> **EXERCISE OBJECTIVE**
Lines with the word "white": copy all of them from the entries below.

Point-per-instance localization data
===============
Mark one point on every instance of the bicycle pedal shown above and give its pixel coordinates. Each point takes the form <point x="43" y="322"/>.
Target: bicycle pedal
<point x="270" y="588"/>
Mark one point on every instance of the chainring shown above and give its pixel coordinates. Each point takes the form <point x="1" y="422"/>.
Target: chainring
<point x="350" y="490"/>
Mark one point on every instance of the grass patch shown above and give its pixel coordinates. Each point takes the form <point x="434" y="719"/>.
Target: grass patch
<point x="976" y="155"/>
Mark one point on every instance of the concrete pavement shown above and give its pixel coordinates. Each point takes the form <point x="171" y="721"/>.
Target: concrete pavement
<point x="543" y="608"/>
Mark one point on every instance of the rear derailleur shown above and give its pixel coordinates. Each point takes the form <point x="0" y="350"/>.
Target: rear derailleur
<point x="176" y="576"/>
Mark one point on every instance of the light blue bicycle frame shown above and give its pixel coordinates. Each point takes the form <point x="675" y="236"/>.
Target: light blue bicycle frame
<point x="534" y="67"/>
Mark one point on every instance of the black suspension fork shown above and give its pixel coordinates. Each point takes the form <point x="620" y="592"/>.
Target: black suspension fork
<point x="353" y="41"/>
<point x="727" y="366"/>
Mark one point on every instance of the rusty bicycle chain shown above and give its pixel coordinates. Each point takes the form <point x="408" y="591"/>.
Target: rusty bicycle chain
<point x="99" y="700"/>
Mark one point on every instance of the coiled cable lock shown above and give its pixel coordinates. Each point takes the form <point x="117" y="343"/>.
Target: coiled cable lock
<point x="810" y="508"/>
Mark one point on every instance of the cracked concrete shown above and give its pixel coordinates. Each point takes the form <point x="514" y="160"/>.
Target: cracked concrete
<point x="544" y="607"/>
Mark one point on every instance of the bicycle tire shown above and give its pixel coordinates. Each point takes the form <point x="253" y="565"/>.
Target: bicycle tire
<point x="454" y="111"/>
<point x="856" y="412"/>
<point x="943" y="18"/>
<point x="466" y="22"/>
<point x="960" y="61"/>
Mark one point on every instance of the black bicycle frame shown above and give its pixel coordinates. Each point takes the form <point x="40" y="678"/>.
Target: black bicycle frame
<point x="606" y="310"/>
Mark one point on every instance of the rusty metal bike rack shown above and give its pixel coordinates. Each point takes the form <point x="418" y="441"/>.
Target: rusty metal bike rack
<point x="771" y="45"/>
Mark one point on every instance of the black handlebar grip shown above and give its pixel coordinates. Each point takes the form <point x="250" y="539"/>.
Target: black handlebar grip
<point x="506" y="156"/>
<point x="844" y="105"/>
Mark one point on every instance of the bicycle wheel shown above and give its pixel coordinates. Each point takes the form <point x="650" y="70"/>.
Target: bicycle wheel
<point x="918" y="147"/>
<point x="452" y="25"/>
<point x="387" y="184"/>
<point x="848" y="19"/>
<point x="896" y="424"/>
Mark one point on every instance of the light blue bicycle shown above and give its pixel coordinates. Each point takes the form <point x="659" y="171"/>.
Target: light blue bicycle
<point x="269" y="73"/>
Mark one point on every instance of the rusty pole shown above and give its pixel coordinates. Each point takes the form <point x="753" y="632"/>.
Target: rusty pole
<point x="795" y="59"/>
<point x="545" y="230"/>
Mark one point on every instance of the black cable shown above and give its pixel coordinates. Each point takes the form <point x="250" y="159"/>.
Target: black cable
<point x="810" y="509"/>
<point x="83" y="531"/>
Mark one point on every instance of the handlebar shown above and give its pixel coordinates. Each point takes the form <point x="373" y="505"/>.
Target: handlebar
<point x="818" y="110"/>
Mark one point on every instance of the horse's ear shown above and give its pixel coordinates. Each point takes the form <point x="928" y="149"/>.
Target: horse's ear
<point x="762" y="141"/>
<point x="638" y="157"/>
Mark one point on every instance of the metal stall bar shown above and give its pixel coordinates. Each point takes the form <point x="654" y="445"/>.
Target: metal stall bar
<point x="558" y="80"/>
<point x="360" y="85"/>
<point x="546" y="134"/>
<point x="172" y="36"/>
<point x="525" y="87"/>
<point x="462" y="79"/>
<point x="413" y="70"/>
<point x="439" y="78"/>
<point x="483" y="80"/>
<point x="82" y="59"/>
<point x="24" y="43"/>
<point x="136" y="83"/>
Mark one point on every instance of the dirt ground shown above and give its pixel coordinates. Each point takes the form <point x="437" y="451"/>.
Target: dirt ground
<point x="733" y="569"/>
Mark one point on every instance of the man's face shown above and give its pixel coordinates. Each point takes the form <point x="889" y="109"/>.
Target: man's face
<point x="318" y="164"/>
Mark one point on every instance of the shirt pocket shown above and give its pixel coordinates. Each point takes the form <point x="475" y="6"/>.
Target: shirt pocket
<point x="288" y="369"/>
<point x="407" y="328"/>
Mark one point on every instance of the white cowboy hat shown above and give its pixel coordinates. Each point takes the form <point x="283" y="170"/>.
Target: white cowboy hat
===============
> **YOUR RESPONSE**
Mark one point on every instance of the white cowboy hat shown above and give its pixel coordinates. Each point takes the form <point x="283" y="170"/>.
Target: white cowboy hat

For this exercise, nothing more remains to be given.